● EXERCISE OBJECTIVE
Please reproduce verbatim the lines below, from the first through the one with "Question: For every instance of the white wall".

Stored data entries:

[Start of Attachment]

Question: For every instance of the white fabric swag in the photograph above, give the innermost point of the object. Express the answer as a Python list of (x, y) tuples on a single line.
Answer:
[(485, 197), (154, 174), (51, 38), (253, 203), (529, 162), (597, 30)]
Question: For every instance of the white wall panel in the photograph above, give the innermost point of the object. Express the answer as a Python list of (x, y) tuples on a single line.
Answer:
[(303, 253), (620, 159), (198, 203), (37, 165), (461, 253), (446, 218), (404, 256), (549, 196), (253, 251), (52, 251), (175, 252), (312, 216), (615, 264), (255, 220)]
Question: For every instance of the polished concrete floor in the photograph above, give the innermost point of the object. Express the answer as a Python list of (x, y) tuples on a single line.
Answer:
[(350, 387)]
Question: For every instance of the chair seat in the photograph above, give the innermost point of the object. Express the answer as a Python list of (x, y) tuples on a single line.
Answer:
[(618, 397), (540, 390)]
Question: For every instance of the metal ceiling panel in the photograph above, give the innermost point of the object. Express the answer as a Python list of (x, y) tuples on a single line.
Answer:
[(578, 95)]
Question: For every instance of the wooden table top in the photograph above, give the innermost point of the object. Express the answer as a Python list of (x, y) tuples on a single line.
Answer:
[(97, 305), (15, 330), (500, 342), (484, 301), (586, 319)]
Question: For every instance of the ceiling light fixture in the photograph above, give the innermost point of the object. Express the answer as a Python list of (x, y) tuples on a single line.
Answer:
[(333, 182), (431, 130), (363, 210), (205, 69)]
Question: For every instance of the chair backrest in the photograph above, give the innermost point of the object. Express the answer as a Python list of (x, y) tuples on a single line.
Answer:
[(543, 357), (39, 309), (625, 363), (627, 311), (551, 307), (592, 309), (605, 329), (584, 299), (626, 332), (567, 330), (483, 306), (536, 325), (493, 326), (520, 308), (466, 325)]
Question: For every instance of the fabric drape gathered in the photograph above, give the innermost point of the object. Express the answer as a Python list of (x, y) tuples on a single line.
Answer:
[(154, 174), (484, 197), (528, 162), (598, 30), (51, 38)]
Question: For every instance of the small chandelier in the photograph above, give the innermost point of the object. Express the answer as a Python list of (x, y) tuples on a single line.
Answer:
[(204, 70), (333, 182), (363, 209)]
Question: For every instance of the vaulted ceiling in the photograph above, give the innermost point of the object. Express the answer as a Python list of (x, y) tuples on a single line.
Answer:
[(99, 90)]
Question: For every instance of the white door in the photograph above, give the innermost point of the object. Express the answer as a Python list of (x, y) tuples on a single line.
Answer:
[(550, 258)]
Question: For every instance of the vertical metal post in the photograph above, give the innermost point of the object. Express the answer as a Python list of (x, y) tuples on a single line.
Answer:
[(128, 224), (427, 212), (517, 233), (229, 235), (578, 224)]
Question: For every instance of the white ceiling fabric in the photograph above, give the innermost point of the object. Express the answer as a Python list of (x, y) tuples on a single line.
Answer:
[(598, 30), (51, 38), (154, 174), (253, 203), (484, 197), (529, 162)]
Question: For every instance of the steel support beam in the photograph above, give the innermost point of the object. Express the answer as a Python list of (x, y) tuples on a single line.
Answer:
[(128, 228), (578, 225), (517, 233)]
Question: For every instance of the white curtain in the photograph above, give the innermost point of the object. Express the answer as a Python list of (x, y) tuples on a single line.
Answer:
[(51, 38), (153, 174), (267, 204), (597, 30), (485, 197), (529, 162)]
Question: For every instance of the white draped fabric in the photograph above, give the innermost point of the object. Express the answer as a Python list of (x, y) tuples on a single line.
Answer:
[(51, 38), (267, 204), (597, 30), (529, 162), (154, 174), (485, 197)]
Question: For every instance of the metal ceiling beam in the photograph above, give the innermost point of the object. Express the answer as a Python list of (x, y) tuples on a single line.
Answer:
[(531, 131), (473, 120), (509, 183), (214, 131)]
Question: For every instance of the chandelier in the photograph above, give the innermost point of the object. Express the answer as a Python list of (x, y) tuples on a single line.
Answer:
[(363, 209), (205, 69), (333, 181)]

[End of Attachment]

● ANSWER SPACE
Question: For every instance of the white fabric swag in the photograph above, give the innermost point of the object. Express the answer as a Python list of (x, y) tuples on a single line.
Answer:
[(485, 197), (154, 174), (51, 38), (253, 203), (529, 162), (597, 30)]
Question: For every instance of the white wall panel in the photograph above, give the innermost point of the object. Express the answer as a Python list of (x, y) tuples on a single line.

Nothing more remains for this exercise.